Set exercise
Repeat each entry as written, dropping any picture you find.
*** Records shown ***
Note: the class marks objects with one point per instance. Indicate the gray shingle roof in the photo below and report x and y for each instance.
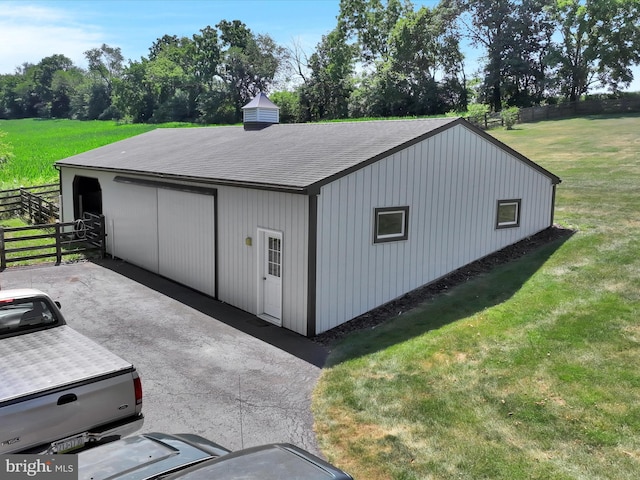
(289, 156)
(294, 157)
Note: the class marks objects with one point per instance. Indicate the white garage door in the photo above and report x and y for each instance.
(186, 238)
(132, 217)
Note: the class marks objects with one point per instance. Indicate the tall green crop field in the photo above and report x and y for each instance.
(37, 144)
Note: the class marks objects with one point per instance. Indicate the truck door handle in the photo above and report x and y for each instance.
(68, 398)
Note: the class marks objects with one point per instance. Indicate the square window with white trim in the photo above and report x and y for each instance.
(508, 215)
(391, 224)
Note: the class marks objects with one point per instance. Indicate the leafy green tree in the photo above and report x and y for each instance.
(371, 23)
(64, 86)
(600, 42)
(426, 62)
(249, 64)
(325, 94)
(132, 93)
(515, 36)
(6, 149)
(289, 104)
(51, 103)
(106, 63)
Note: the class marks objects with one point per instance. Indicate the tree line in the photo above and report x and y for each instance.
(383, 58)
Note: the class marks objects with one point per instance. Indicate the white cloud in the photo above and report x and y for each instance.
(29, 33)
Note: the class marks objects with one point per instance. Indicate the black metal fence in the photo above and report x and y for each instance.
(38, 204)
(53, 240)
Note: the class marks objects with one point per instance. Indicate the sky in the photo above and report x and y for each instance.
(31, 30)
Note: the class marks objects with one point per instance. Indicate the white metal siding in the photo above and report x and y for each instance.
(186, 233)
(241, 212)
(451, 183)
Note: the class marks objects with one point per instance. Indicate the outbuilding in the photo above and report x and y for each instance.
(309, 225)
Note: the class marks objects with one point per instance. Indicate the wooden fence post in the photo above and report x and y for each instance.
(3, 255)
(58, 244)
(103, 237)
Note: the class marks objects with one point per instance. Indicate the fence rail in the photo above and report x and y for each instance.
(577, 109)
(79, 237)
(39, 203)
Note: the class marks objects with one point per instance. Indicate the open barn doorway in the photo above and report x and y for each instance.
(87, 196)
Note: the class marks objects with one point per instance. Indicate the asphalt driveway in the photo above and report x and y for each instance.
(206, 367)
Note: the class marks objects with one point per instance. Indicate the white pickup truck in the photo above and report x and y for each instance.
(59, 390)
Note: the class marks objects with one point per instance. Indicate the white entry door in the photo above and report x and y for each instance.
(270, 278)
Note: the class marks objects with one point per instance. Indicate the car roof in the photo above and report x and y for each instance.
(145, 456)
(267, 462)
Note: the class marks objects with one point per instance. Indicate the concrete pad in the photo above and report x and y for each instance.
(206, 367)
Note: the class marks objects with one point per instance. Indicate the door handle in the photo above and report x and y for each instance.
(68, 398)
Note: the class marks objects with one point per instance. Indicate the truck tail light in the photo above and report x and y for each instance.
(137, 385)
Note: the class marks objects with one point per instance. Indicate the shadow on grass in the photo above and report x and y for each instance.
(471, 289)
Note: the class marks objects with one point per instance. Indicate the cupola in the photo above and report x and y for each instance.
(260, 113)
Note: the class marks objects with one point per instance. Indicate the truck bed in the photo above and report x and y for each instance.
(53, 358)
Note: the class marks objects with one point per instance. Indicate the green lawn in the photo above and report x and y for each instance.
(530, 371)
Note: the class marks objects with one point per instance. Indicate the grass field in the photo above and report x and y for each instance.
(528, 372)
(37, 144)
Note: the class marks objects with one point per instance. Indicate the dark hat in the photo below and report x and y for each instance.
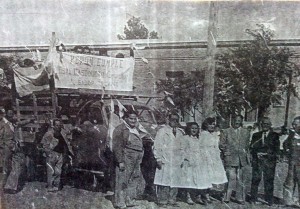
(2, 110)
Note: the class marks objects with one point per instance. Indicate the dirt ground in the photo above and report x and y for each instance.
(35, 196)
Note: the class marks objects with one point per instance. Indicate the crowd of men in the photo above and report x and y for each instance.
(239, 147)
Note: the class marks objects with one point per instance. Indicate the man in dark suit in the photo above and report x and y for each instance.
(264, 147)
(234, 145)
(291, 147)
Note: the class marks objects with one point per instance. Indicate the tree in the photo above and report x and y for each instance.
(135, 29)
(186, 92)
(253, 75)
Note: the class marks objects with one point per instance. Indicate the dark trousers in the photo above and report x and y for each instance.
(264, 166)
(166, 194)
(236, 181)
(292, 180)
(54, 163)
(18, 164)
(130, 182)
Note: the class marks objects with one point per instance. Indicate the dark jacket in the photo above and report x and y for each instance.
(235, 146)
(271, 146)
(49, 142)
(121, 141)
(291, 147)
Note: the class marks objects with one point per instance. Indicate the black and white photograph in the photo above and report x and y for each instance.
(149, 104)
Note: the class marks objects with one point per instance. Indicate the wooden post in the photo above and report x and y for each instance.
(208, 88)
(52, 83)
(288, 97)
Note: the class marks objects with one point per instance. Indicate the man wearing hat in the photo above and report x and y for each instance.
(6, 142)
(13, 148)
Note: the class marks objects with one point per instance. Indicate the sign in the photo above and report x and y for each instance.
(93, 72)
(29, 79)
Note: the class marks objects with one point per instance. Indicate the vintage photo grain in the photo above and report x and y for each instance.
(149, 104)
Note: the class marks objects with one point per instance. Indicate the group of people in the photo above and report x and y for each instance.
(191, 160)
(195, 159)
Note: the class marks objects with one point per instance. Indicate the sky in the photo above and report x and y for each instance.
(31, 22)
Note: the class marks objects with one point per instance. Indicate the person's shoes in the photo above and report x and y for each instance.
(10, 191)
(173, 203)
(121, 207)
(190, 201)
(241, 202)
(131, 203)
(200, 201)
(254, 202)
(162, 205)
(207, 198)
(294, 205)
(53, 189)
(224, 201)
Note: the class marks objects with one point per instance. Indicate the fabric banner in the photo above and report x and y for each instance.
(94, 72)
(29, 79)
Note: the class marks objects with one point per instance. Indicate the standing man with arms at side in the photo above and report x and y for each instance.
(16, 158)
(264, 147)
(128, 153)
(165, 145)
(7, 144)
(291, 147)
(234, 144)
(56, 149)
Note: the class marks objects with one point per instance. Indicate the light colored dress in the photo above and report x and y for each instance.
***
Output of the exercise
Note: the class marks objects with one point per instance. Indicate the gray shingle roof in the photo below and report x and y for each instance.
(289, 156)
(294, 157)
Note: the class marks objects with one point per instance. Indicate the white garage door in the photo above and report x and y for each instance.
(186, 238)
(132, 217)
Note: the class marks objects with one point per instance. Indicate the tall green crop field in the photo above and report x and y for each instance.
(37, 144)
Note: the class marks objects with one point per instance. Indicate the truck door handle in the photo above and report x and y for each instance.
(68, 398)
Note: the class marks objects with one point per instance. Indicate the square window with white trim in the photo above and report x and y for each instance.
(508, 215)
(391, 224)
Note: the class marks objects with one point per instance. Indicate the leafy green tree in the photo above and report x and y for each instance.
(371, 23)
(64, 86)
(600, 42)
(426, 62)
(249, 64)
(325, 94)
(132, 93)
(515, 36)
(6, 149)
(289, 104)
(51, 103)
(106, 63)
Note: the class marks objects with one point per instance. Indicate the tree line in the photo above and report x and y for each instance.
(383, 58)
Note: the class marks objects with one point per instance. Indicate the white cloud in the photo above and report x and y for each instance.
(29, 33)
Note: the class marks objects with one point per instance. Indicate the black metal fence in the photo above and report x and y for each instance.
(38, 204)
(53, 240)
Note: the class marks objects with one point per instance. Indicate the sky in the photo above and report x and y for each instance.
(31, 30)
Note: the class marks objects with one point per instance. Indicate the white metal siding in the photo above and report x and y for each instance.
(186, 233)
(241, 212)
(451, 183)
Note: the class marks objects with one point per instance. Indicate the outbuilding in the photo above and report x and y for each instance.
(309, 225)
Note: the class marks objects with one point per instance. Indicate the wooden fence post in the photo above and report x and y for each instance.
(3, 255)
(58, 244)
(103, 237)
Note: the class marks objects with one point per instance. Indicate the fence rail in the photo above and report x and y for each instance.
(577, 109)
(79, 237)
(39, 203)
Note: the class marks objects with one point per instance. Indicate the open barn doorway in the photo above and report x and y for each instance.
(87, 196)
Note: the class marks objects with one point per instance. Indicate the asphalt driveway in the photo above and report x and y for each instance.
(206, 367)
Note: the class marks objects with one point per instance. Indicate the white pickup truck in the photo above and report x and y for each instance.
(59, 390)
Note: the class marks objects with one point per instance. Indicate the white entry door in the photo above and report x and y for each instance.
(270, 278)
Note: the class marks objects with one point per instance. Indicate the car roof in the photo above and report x and y for each instance.
(145, 456)
(267, 462)
Note: the class marks objects with one point per instance. Indicate the concrete pad in the photo above and report x and y for each instance.
(206, 367)
Note: the class marks objects with one point per instance. Indicate the door handle in the photo above and report x and y for each instance.
(68, 398)
Note: the class marks objects with one point per instance. Indicate the truck tail light in the photo above and report x and y for each instance.
(137, 385)
Note: the class marks objects with one point per instance. Indicate the shadow on grass in the photo above and report x and y for each instance.
(471, 289)
Note: the class marks objects with one point per instance. Indicate the cupola in the photo above and report x and y for each instance.
(260, 113)
Note: the class marks objects with one point per instance. Indicate the truck bed in the photo above and report x and y for each instance.
(53, 358)
Note: the class marks objects with one point per instance. Indicate the green lawn in the photo above and report x and y for each instance.
(530, 371)
Note: the class marks objects with one point per instance. Indicate the grass field in the photo above and report x and y for each instance.
(528, 372)
(37, 144)
Note: the class marks objects with one point per instance. Indicate the dark hat in the photo below and report x and y for each instance.
(2, 110)
Note: the class marks objects with one point per instance. Indicate the dirt ground in the photo above and report x and y for each instance.
(35, 196)
Note: the class marks objects with one point per instance. Indicate the crowd of men in the photo above and report x and y for each instance.
(239, 147)
Note: the class marks objects with one point per instance. Indicate the man in dark suit in the photo above and report x and y for each instance.
(264, 147)
(234, 145)
(291, 147)
Note: the class marks objects with one point per instance. Indicate the tree in the photo above and report x and y for each instance.
(135, 29)
(186, 92)
(253, 75)
Note: the class marks objects with one point per instance. Indicate the dark trousers in the photo above and report x and y for each instance.
(264, 166)
(166, 194)
(236, 181)
(292, 180)
(54, 163)
(18, 164)
(130, 182)
Note: the class marks objects with one point per instance. Indicate the dark jacket in the photo above and report x and y for each instance.
(235, 146)
(271, 146)
(49, 142)
(121, 141)
(291, 147)
Note: the class marks objects with one point per instance. Indicate the black and white photograph in the photo above and report x and y for each instance.
(149, 104)
Note: the class marks objects with one point per instance. Indicate the wooden post in the photo above and report x and y for each instance.
(208, 88)
(52, 83)
(288, 97)
Note: the class marks objects with one point per instance. Indicate the man wearing hat in the photo above and report x and y for each instance.
(6, 142)
(13, 148)
Note: the class marks objects with one point per instance. Indicate the sign in the photo above and report x and y for each instance.
(93, 72)
(29, 79)
Note: the class marks objects with one point per instance. Indicate the vintage photo grain in the photo above and report x and y for each instance.
(149, 104)
Note: the class marks objects with one point per instance. Indicate the group of people in the photo above and report x and y for each instance.
(191, 160)
(195, 159)
Note: the class marks objects with one point per instance. Indicate the sky in the photo above and report x and y for each instance.
(31, 22)
Note: the class marks objects with one point per instance. Indicate the person's shoes in the photo above and report x and y for each instance.
(10, 191)
(173, 203)
(121, 207)
(190, 201)
(241, 202)
(131, 203)
(200, 201)
(254, 202)
(162, 205)
(207, 198)
(294, 205)
(53, 189)
(224, 201)
Note: the class marks objects with one point per instance. Indicate the fabric banner in the photo above and report x and y for each instance.
(94, 72)
(29, 79)
Note: the class marks objects with one point per instance. Indicate the standing man with arms at side in the photo above and report x and y for each instance.
(16, 158)
(264, 147)
(128, 153)
(165, 145)
(7, 144)
(291, 147)
(234, 144)
(56, 149)
Note: the class marks objects with one point per instance. Indicate the light colored dress in the photo above and report x and y for each instance.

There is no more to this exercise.